*EXERCISE BRIEF*.
Copying rule for the data below: pictures stay out, and only the lines from the one with "[240,1327], drawn from the photo below." down to the one with "The answer SHOULD provide one point per instance of the bottle", inclusive, are repeated exactly.

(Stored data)
================================

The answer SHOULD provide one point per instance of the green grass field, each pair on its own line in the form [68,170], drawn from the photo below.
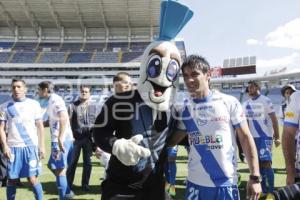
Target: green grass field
[50,191]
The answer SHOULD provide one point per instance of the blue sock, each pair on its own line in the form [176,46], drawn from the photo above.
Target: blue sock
[173,169]
[263,174]
[11,192]
[167,172]
[270,178]
[62,185]
[38,191]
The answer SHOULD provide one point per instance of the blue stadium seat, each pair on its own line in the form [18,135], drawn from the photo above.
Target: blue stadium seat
[122,45]
[71,47]
[52,57]
[79,57]
[94,46]
[25,46]
[138,46]
[6,45]
[49,45]
[132,56]
[4,56]
[105,57]
[24,57]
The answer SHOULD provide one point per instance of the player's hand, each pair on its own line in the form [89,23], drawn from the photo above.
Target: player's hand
[277,142]
[42,153]
[290,179]
[61,145]
[253,190]
[128,151]
[98,153]
[7,152]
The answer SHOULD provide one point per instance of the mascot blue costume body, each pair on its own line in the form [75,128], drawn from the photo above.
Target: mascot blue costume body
[133,126]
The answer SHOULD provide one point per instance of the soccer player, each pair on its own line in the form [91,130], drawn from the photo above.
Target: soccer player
[61,137]
[291,150]
[170,170]
[212,119]
[23,145]
[263,125]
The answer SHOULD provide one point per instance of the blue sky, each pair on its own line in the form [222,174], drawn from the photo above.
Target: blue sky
[267,29]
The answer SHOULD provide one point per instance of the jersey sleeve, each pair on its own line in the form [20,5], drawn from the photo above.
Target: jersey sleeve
[3,116]
[38,114]
[59,105]
[269,106]
[292,111]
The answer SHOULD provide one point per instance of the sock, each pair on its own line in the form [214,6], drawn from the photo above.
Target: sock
[11,192]
[167,172]
[62,185]
[270,179]
[263,174]
[173,169]
[38,191]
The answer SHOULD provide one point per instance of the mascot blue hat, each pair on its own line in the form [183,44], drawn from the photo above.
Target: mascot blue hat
[173,17]
[160,64]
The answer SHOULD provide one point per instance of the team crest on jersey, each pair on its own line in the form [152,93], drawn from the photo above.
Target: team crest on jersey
[212,141]
[289,115]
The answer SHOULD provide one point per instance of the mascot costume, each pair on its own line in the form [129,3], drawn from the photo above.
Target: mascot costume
[133,126]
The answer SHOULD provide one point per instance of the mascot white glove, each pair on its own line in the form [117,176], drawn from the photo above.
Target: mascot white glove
[128,151]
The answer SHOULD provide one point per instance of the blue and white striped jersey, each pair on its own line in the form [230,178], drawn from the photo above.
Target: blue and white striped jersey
[56,105]
[210,124]
[20,118]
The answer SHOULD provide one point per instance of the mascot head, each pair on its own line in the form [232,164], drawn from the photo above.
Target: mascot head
[160,66]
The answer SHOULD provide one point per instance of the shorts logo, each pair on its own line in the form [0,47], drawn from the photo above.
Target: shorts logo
[33,163]
[289,115]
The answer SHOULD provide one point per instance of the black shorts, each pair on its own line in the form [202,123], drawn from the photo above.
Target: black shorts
[113,191]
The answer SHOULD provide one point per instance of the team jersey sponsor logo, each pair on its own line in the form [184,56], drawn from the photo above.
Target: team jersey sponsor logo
[289,115]
[212,141]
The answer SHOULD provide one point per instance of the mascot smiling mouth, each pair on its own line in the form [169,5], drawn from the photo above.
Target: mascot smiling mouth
[156,94]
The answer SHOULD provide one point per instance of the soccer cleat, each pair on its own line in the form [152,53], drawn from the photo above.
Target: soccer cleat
[167,186]
[70,195]
[172,191]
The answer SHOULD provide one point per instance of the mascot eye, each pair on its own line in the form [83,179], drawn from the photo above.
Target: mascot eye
[154,66]
[172,70]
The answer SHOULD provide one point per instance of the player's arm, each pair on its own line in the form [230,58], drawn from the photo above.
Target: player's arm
[249,148]
[275,128]
[104,127]
[63,119]
[289,152]
[41,137]
[6,149]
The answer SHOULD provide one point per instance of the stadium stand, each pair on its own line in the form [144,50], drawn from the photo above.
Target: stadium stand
[49,46]
[25,46]
[71,46]
[52,57]
[134,56]
[95,46]
[106,57]
[6,45]
[24,57]
[79,57]
[4,56]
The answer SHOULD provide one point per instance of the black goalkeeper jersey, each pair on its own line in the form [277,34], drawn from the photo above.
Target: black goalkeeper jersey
[124,116]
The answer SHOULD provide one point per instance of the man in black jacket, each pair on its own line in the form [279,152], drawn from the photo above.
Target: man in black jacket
[82,118]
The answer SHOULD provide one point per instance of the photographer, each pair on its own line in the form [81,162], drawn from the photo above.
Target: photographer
[82,118]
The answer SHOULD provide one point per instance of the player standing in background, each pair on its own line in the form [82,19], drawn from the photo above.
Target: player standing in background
[61,137]
[263,125]
[24,144]
[212,119]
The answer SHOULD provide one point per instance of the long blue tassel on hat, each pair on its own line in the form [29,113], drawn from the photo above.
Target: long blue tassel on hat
[173,17]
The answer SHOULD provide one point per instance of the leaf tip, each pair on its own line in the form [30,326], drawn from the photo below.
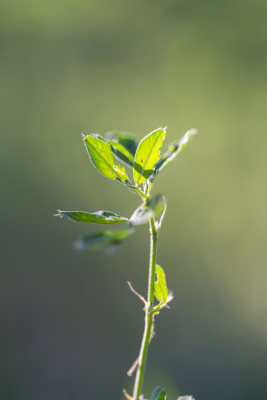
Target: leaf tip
[78,244]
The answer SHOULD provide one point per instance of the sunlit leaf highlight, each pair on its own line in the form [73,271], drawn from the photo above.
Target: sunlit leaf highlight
[173,151]
[160,285]
[99,217]
[147,154]
[98,240]
[102,157]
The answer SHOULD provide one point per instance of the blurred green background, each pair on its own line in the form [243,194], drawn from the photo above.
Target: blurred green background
[70,328]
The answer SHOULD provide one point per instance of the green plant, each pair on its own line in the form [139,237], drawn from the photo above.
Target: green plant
[146,162]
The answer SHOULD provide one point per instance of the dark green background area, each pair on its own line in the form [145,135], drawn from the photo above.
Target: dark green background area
[70,328]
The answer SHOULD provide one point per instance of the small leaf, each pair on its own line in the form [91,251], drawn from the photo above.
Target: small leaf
[147,154]
[158,394]
[160,286]
[102,239]
[173,150]
[153,208]
[127,140]
[101,156]
[99,217]
[122,153]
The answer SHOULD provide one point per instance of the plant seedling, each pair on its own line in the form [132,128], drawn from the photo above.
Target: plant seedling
[146,163]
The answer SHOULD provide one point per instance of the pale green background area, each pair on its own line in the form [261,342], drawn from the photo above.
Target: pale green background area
[70,326]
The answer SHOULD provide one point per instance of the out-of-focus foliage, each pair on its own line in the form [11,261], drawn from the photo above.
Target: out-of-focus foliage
[90,66]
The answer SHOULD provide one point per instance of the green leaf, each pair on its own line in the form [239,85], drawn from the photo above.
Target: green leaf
[185,398]
[127,140]
[153,208]
[102,157]
[160,286]
[122,153]
[158,394]
[147,154]
[99,217]
[99,240]
[173,150]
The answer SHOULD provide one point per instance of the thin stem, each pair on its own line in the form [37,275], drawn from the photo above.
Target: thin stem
[139,377]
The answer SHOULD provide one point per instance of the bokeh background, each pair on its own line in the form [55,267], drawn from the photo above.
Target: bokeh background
[70,328]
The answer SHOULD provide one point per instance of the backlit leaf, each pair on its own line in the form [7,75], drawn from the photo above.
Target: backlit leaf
[99,217]
[173,150]
[127,140]
[147,154]
[122,153]
[102,157]
[160,285]
[158,394]
[99,240]
[185,398]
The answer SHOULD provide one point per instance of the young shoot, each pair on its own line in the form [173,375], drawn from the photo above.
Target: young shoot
[110,154]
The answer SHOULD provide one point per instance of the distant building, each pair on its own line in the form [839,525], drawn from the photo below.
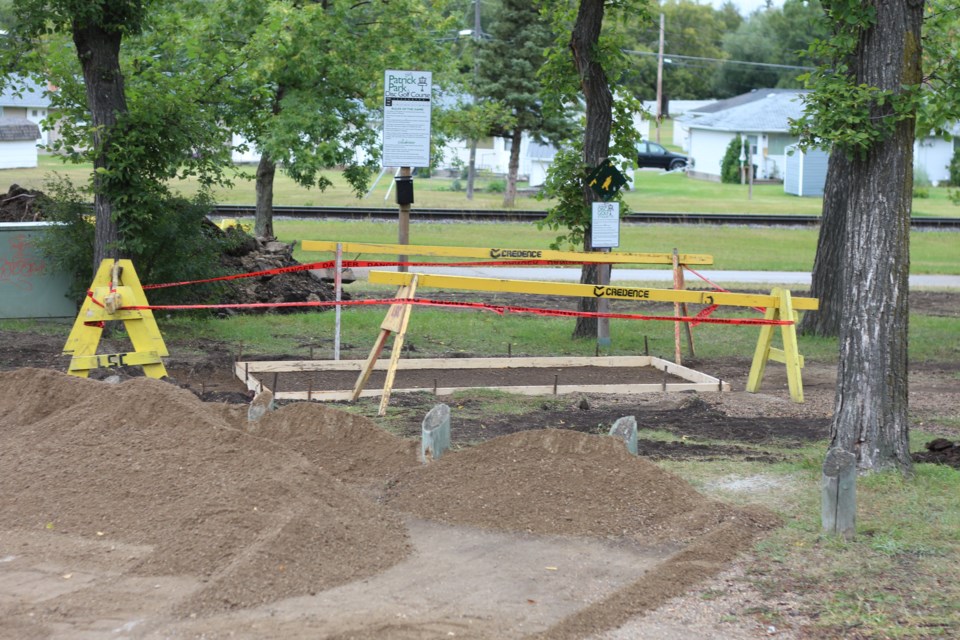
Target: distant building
[762,116]
[18,143]
[23,98]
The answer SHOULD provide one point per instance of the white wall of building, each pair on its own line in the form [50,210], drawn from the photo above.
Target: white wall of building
[18,154]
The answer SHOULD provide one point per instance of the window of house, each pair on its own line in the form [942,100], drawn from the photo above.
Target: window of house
[777,143]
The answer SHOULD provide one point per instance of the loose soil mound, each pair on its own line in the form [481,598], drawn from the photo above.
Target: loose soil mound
[146,463]
[558,482]
[311,498]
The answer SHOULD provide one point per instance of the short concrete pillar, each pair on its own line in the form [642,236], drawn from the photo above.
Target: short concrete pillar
[435,433]
[260,405]
[626,429]
[838,484]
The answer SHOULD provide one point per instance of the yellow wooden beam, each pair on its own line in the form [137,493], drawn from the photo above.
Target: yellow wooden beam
[107,360]
[506,254]
[588,290]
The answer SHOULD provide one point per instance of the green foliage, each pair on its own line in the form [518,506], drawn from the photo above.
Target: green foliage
[312,74]
[691,29]
[730,165]
[178,244]
[843,111]
[566,178]
[955,167]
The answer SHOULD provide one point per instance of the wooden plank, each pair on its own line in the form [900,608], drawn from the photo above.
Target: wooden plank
[397,348]
[458,363]
[494,253]
[573,290]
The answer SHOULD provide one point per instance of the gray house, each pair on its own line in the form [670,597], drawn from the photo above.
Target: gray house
[805,172]
[761,116]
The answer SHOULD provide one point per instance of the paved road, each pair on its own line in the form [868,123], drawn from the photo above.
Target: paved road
[723,278]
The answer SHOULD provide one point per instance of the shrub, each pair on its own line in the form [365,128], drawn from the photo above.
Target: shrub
[955,167]
[496,186]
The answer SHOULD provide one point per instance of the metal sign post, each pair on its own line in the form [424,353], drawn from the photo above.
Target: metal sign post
[406,135]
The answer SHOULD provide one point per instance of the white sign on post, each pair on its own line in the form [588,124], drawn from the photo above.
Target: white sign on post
[605,225]
[406,118]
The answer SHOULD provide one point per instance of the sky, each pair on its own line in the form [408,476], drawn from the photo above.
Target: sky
[746,7]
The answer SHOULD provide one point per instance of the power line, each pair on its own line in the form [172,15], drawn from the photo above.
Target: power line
[719,60]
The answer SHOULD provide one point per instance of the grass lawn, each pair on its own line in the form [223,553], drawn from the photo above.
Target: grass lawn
[654,191]
[732,247]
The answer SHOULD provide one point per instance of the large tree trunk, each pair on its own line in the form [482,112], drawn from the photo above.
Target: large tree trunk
[827,267]
[266,171]
[99,53]
[871,411]
[513,168]
[596,136]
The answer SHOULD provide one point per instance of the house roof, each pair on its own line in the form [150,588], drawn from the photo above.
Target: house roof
[762,110]
[18,130]
[19,91]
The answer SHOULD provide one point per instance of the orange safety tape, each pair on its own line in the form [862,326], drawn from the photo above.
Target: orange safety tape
[499,309]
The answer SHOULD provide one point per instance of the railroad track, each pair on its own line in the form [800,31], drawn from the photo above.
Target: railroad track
[513,215]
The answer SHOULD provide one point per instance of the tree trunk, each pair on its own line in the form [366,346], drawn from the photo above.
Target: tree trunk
[513,168]
[99,53]
[266,171]
[596,136]
[870,419]
[827,276]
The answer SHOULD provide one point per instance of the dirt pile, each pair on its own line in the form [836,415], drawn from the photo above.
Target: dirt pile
[146,463]
[311,498]
[255,255]
[21,205]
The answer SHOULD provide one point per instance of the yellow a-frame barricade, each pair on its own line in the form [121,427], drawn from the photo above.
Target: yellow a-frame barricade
[788,355]
[115,286]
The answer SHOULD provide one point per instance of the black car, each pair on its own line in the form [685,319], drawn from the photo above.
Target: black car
[652,155]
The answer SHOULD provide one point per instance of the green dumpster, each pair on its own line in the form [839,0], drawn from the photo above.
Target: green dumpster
[29,288]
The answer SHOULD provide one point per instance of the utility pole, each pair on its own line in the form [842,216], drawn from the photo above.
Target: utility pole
[660,81]
[472,165]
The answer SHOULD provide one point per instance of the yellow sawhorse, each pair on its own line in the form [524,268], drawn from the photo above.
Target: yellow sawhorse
[779,305]
[396,321]
[115,286]
[788,355]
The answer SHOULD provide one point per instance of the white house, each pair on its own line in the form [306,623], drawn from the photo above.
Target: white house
[18,143]
[762,116]
[933,154]
[24,98]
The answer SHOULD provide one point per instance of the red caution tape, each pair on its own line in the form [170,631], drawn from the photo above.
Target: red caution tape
[498,309]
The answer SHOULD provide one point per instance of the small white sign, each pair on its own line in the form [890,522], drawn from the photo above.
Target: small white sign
[606,225]
[406,118]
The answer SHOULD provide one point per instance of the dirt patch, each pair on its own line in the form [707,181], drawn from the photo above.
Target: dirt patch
[110,487]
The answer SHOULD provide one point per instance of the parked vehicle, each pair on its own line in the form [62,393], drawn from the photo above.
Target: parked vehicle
[652,155]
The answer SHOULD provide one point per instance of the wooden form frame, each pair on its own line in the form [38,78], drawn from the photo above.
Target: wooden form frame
[249,372]
[495,253]
[779,305]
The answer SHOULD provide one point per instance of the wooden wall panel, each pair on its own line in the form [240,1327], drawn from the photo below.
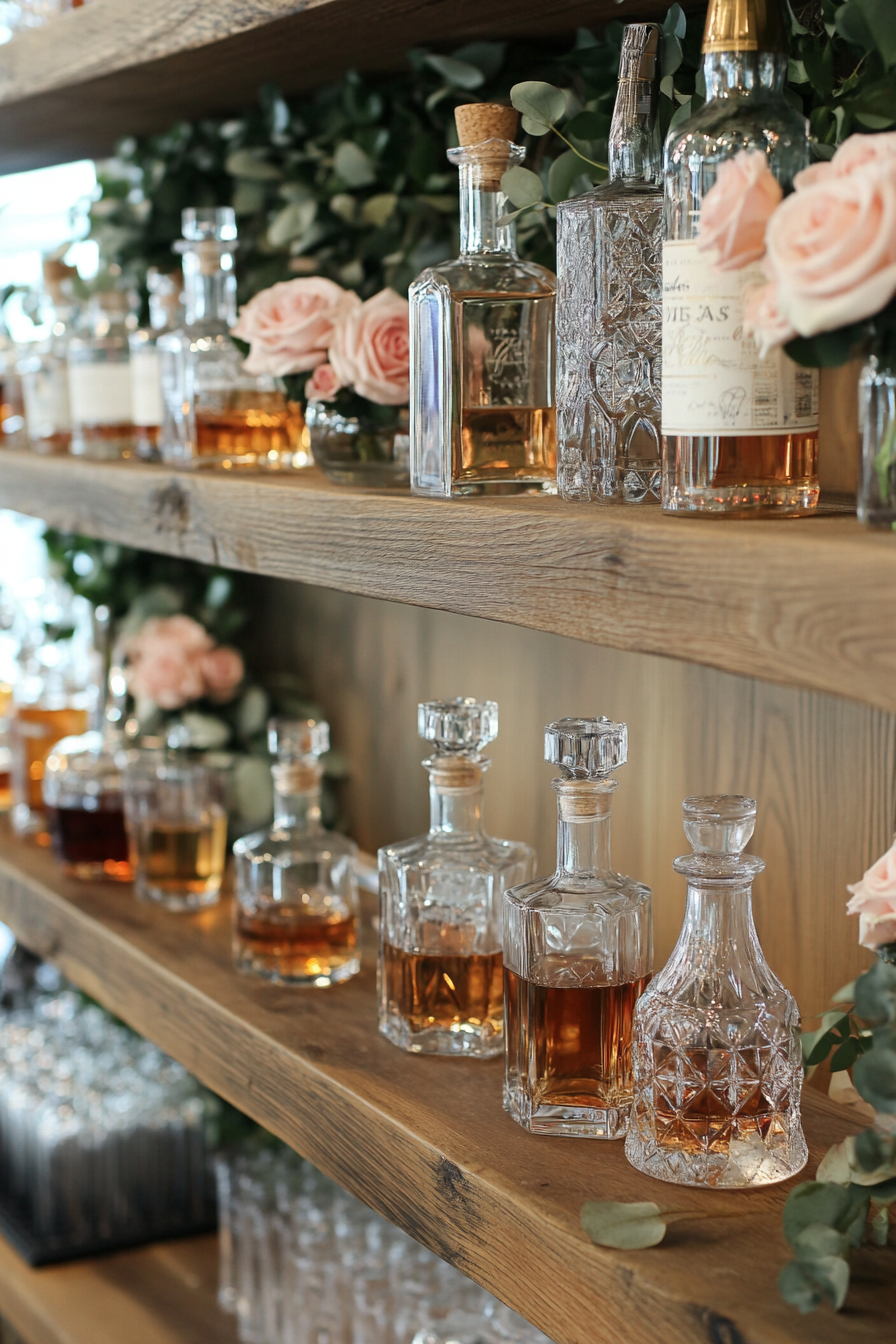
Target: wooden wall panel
[822,769]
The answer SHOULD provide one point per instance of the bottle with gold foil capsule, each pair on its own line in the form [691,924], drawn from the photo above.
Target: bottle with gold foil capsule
[740,433]
[216,414]
[439,962]
[578,953]
[718,1055]
[482,414]
[296,909]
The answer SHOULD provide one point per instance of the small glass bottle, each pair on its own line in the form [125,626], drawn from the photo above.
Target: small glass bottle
[165,315]
[296,910]
[482,415]
[740,433]
[610,301]
[718,1057]
[216,414]
[439,962]
[578,953]
[100,379]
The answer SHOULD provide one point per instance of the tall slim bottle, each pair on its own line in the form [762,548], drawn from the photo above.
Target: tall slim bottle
[740,434]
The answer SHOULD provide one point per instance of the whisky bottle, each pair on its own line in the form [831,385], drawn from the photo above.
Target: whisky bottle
[610,301]
[216,414]
[718,1057]
[740,433]
[296,910]
[578,953]
[482,415]
[439,961]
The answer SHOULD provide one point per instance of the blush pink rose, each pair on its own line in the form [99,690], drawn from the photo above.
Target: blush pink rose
[323,385]
[832,249]
[873,899]
[371,351]
[763,319]
[736,210]
[290,325]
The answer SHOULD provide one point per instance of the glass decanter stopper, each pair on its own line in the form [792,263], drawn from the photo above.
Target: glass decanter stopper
[482,415]
[216,414]
[740,433]
[718,1058]
[609,301]
[439,964]
[578,952]
[296,910]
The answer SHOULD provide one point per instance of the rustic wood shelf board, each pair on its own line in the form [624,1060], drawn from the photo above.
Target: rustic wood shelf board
[120,67]
[425,1141]
[809,602]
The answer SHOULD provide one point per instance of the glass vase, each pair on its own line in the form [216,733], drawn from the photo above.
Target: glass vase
[368,448]
[877,421]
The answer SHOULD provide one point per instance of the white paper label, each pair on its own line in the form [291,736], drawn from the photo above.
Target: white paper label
[713,381]
[145,387]
[100,394]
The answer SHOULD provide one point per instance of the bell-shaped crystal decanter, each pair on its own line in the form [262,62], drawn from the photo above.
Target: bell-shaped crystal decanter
[296,909]
[718,1058]
[439,965]
[578,952]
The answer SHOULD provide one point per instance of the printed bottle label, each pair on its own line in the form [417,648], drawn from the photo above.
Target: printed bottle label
[713,381]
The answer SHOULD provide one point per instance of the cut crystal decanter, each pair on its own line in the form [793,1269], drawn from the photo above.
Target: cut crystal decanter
[610,301]
[718,1058]
[296,910]
[578,952]
[482,415]
[439,964]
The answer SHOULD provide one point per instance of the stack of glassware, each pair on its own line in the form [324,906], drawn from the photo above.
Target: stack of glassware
[301,1260]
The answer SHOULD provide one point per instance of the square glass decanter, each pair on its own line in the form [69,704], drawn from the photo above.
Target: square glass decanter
[482,417]
[610,301]
[296,909]
[578,952]
[439,965]
[718,1055]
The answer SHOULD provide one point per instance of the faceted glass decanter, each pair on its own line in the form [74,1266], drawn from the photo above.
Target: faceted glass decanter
[718,1057]
[296,910]
[610,301]
[216,414]
[439,964]
[482,415]
[578,952]
[740,433]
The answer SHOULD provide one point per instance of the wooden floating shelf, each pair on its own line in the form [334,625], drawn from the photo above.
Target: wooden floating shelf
[117,67]
[426,1143]
[809,602]
[157,1294]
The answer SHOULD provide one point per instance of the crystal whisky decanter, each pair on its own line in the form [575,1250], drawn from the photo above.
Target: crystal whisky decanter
[439,962]
[296,910]
[578,953]
[610,301]
[482,415]
[718,1057]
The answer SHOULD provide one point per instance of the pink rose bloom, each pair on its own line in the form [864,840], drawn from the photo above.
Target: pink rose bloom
[736,210]
[855,152]
[222,672]
[290,325]
[371,351]
[832,249]
[763,320]
[323,385]
[875,902]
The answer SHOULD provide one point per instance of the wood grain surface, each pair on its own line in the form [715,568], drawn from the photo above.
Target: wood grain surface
[156,1294]
[809,602]
[121,67]
[426,1143]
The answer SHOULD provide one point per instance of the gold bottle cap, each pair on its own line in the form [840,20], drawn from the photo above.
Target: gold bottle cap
[744,26]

================================

*WRITTEN ANSWER*.
The answer SHOULD provide one point per instance of the wooden wall panel, each pair on its own line in the form [240,1327], drawn from the photo below.
Target: wooden wall panel
[822,769]
The answer SHOULD provide one point per instance of the bottle with gold foil capsule, each pair on its own line in the form [691,924], drawn from the photo above.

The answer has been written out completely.